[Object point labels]

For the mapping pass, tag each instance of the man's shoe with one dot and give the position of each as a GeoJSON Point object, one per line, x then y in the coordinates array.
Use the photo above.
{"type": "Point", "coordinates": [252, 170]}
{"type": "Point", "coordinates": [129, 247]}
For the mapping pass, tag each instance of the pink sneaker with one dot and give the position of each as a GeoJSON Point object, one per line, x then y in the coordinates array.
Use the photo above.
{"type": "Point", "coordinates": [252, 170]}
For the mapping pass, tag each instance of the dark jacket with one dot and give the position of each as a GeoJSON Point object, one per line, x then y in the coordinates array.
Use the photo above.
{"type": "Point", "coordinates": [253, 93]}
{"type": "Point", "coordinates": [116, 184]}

:: Your instructions ::
Rewrite the lines above as a JSON list of strings, one string per line, skipping any blank lines.

:: Response to the exercise ::
[
  "For the mapping pass, tag each instance of the man's shoe with one dot and give the position of each as a GeoJSON Point object, one per line, x then y in the coordinates array.",
  "Use the photo above.",
  "{\"type\": \"Point\", \"coordinates\": [252, 170]}",
  "{\"type\": \"Point\", \"coordinates\": [129, 247]}",
  "For the mapping pass, tag each instance of the pink sneaker with one dot and give the position of each as a GeoJSON Point object, one per line, x then y in the coordinates array.",
  "Use the photo above.",
  "{\"type\": \"Point\", \"coordinates\": [252, 170]}",
  "For the mapping pass, tag each instance of the dark jacket with one dot and give the position of each as a GeoJSON Point object, one per line, x then y in the coordinates array.",
  "Use the photo above.",
  "{\"type\": \"Point\", \"coordinates\": [253, 93]}",
  "{\"type\": \"Point\", \"coordinates\": [116, 184]}"
]